> [Records for this task]:
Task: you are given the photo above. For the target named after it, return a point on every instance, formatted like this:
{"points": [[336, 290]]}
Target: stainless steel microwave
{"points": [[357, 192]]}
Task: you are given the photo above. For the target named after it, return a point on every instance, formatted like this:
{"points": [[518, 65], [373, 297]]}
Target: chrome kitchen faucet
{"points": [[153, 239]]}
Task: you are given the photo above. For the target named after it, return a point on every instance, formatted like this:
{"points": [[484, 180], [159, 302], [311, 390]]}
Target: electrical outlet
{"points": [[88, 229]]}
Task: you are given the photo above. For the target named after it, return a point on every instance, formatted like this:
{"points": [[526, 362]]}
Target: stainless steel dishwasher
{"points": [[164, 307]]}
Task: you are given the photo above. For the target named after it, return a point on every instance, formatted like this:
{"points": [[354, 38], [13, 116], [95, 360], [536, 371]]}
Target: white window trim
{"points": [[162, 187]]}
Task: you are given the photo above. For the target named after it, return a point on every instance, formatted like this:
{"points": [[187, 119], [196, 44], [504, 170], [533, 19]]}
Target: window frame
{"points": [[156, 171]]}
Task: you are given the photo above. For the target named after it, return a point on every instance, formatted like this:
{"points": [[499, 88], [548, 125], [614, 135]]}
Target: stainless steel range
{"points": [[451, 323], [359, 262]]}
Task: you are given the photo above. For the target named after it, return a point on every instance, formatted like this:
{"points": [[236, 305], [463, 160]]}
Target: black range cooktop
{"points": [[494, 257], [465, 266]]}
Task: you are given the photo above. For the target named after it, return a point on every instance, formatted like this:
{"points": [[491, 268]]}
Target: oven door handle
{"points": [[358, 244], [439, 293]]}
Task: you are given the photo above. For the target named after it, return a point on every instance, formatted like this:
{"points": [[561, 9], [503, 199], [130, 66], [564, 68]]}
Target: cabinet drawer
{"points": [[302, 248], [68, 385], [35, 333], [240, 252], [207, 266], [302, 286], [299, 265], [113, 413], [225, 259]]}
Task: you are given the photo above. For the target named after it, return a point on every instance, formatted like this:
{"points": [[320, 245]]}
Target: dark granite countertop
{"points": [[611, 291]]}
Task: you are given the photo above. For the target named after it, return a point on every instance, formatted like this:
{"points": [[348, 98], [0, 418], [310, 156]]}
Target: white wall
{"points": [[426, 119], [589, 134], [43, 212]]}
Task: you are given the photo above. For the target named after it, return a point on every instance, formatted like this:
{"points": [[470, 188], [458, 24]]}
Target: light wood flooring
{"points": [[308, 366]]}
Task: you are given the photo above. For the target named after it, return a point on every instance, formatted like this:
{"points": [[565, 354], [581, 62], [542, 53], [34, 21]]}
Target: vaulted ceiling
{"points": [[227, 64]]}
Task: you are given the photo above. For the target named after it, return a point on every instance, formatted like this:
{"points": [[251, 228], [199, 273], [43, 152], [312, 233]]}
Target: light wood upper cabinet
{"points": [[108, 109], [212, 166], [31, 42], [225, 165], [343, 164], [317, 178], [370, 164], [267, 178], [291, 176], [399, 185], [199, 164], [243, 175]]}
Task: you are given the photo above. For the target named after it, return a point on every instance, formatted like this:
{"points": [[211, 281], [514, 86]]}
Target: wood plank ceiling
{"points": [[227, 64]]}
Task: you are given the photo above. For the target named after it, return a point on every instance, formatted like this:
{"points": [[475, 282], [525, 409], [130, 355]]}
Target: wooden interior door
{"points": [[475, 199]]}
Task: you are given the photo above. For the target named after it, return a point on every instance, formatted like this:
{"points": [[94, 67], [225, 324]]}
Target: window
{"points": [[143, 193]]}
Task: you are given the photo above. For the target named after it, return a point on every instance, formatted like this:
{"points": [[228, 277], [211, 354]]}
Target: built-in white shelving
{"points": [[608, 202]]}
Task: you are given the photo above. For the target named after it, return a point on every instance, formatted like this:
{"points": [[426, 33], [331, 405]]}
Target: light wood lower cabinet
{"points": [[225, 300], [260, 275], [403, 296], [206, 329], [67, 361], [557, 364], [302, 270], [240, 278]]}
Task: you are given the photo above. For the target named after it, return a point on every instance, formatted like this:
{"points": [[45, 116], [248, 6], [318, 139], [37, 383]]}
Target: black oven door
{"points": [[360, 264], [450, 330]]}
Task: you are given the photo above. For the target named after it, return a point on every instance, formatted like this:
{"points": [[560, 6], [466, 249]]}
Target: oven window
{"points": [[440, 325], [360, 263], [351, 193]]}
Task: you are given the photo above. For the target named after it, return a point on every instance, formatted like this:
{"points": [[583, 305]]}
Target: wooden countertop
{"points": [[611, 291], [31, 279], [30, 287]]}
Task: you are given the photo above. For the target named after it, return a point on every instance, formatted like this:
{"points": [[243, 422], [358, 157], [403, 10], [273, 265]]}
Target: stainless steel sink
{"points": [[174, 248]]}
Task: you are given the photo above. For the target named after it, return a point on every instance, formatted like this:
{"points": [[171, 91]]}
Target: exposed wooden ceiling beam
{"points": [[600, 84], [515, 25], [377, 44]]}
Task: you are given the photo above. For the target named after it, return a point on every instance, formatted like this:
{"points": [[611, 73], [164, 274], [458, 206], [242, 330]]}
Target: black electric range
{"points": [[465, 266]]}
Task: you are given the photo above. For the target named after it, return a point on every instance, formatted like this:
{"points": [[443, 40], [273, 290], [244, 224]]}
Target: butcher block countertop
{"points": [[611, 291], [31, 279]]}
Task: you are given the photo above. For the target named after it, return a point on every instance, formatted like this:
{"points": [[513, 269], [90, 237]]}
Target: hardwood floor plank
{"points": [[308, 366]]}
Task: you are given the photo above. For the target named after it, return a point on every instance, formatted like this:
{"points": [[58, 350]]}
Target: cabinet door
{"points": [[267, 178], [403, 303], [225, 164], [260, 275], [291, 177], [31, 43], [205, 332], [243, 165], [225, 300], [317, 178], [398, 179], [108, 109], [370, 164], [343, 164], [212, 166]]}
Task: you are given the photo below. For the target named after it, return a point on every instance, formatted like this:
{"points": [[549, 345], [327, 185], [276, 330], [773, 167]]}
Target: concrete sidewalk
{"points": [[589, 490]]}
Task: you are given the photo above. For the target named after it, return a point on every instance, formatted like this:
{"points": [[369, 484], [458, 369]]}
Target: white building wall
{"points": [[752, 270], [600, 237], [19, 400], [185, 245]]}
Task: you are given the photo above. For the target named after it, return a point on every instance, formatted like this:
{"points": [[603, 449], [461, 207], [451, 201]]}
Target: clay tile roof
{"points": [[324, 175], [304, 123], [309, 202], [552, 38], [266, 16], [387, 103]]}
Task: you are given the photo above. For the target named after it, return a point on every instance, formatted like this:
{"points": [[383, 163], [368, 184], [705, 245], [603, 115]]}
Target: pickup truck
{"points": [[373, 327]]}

> [Short problem]:
Reproduce each entry from the records above, character for character.

> [Answer to this task]:
Task: you are given the photo above. For the target named after it, return a point on every instance, formatted like this:
{"points": [[336, 290]]}
Target: stainless steel microwave
{"points": [[357, 192]]}
Task: you are given the photo above. For the target named after it, return a point on every instance, formatted like this:
{"points": [[518, 65], [373, 297]]}
Target: chrome kitchen faucet
{"points": [[153, 239]]}
Task: you are given the photo above. For the target named after it, return a point on every instance, formatted like this:
{"points": [[484, 180], [159, 302], [311, 390]]}
Target: electrical outlet
{"points": [[88, 229]]}
Task: you are given the photo above. For the target named after it, return a point on every instance, formatted like this:
{"points": [[526, 362]]}
Target: stainless steel dishwasher
{"points": [[164, 307]]}
Task: you are given the photo above. For the target named after it, return a point on every instance, formatted like this:
{"points": [[354, 38], [13, 116], [95, 360], [536, 371]]}
Target: white window trim
{"points": [[162, 187]]}
Task: you are given the photo above. For the target named after it, return a point on every instance, formatted like this:
{"points": [[187, 119], [196, 44], [504, 170], [533, 19]]}
Target: window frame
{"points": [[156, 171]]}
Task: you are given the photo above. For the target named after it, return a point on every instance, formatted like this:
{"points": [[499, 88], [548, 125], [614, 135]]}
Target: stainless steel range
{"points": [[451, 323], [359, 262]]}
Task: you are given the photo above. For the target named after it, return a point on every instance, formatted like this:
{"points": [[236, 305], [463, 160]]}
Target: black range cooktop
{"points": [[494, 257], [465, 266]]}
Task: you are given the photo above. For the target named after it, return a point on every instance, formatted like this:
{"points": [[491, 268]]}
Target: oven door handle
{"points": [[358, 244], [439, 293]]}
Task: you are given the photo above. For the target named after it, return a point on every instance, formatted like this:
{"points": [[561, 9], [503, 199], [130, 66], [564, 68]]}
Target: cabinet drawer
{"points": [[302, 248], [68, 385], [35, 333], [240, 252], [207, 266], [302, 286], [299, 265], [113, 413], [225, 259]]}
Task: you are given the photo above. For the target named after it, return a point on every instance, formatted like this:
{"points": [[320, 245]]}
Target: dark granite countertop
{"points": [[611, 291]]}
Task: you are given the photo above. For the target named after it, return a point on every instance, formatted like this:
{"points": [[348, 98], [0, 418], [310, 156]]}
Target: white wall
{"points": [[426, 119], [589, 134], [43, 212]]}
Task: you are given the photo above. For the target named after it, return a point on every instance, formatted like this:
{"points": [[470, 188], [458, 24]]}
Target: light wood flooring
{"points": [[308, 366]]}
Task: you are given the photo above. For the target named after it, return a point on every instance, formatted like this:
{"points": [[565, 354], [581, 62], [542, 53], [34, 21]]}
Target: vaulted ceiling
{"points": [[227, 64]]}
Task: you are given the photo above. For the target named after it, return a point on every instance, formatted like this:
{"points": [[251, 228], [199, 273], [43, 152], [312, 233]]}
Target: light wood upper cabinet
{"points": [[108, 109], [212, 166], [31, 42], [225, 165], [343, 164], [317, 178], [370, 164], [267, 178], [291, 176], [399, 185], [199, 164], [243, 175]]}
Task: you are given the photo above. For the target named after it, return a point on every instance, formatted like this:
{"points": [[211, 281], [514, 86]]}
Target: wood plank ceiling
{"points": [[227, 64]]}
Task: you are given the photo above. For the target named after it, return a point on every instance, formatted like this:
{"points": [[475, 282], [525, 409], [130, 355]]}
Target: wooden interior door
{"points": [[475, 199]]}
Task: you are given the photo above. For the target named after it, return a point on every instance, formatted like this:
{"points": [[94, 67], [225, 324]]}
Target: window
{"points": [[143, 193]]}
Task: you are given the photo above. For the target named after it, return a point on every instance, formatted like this:
{"points": [[228, 277], [211, 354]]}
Target: built-in white shelving
{"points": [[608, 202]]}
Task: you are given the photo above. For the target named after it, return a point on every instance, formatted like this:
{"points": [[426, 33], [331, 405]]}
Target: light wood lower cabinet
{"points": [[225, 300], [260, 275], [403, 296], [206, 329], [67, 361], [557, 364], [302, 270], [240, 278]]}
Task: you are given the photo above. For the target named after it, return a point on every instance, formatted like this:
{"points": [[45, 116], [248, 6], [318, 139], [37, 383]]}
Target: black oven door
{"points": [[360, 264], [450, 330]]}
Task: you are given the photo above. For the target named after it, return a point on every instance, formatted like this:
{"points": [[560, 6], [466, 249]]}
Target: oven window
{"points": [[440, 325], [360, 263], [351, 193]]}
Task: you are given the photo above. For the target named after it, return a point on every instance, formatted like this:
{"points": [[583, 305]]}
Target: wooden countertop
{"points": [[611, 291], [31, 279], [30, 287]]}
Task: you are given the photo above. For the target named after it, return a point on every instance, formatted like this:
{"points": [[243, 422], [358, 157], [403, 10], [273, 265]]}
Target: stainless steel sink
{"points": [[174, 248]]}
Task: you are given the photo above. For the target named after it, return a point on every instance, formatted like this:
{"points": [[171, 91]]}
Target: exposed wooden ceiling beam
{"points": [[600, 84], [515, 25], [377, 44]]}
Task: you are given the photo above. For the target named after it, return a point on every instance, formatted like this:
{"points": [[611, 73], [164, 274], [458, 206], [242, 330]]}
Target: black electric range
{"points": [[465, 266]]}
Task: you are given the photo above. For the target named after it, return a point on every instance, formatted like this:
{"points": [[443, 40], [273, 290], [244, 224]]}
Target: butcher block countertop
{"points": [[611, 291], [31, 279]]}
Task: you are given the photo above. For the target named after it, return a point on every instance, formatted like this:
{"points": [[513, 269], [90, 237]]}
Target: hardwood floor plank
{"points": [[308, 366]]}
Task: you are given the photo above. For the target named after it, return a point on every instance, formatted like this:
{"points": [[58, 350]]}
Target: cabinet door
{"points": [[267, 178], [403, 303], [225, 164], [260, 275], [291, 177], [31, 43], [205, 332], [243, 165], [225, 300], [317, 178], [398, 179], [108, 109], [370, 164], [343, 164], [212, 166]]}
Task: you are given the photo below. For the target named after it, return a point on every instance, formatted like this:
{"points": [[549, 345], [327, 185], [276, 330], [773, 167]]}
Target: concrete sidewalk
{"points": [[589, 490]]}
Task: you are given the photo above. For the target named after it, return a point on every instance, formatted like this:
{"points": [[369, 484], [458, 369]]}
Target: white building wall
{"points": [[752, 270], [600, 237], [19, 400], [185, 245]]}
Task: you are given the photo above. For the target named after it, return a point on every instance, formatted like this:
{"points": [[603, 449], [461, 207], [451, 201]]}
Target: clay tile roof
{"points": [[324, 175], [304, 123], [309, 202], [552, 38], [266, 16], [387, 103]]}
Task: you are given the photo above. For the target named after it, return a point on every instance, formatted like this:
{"points": [[383, 163], [368, 184], [705, 245], [603, 115]]}
Target: pickup truck
{"points": [[373, 327]]}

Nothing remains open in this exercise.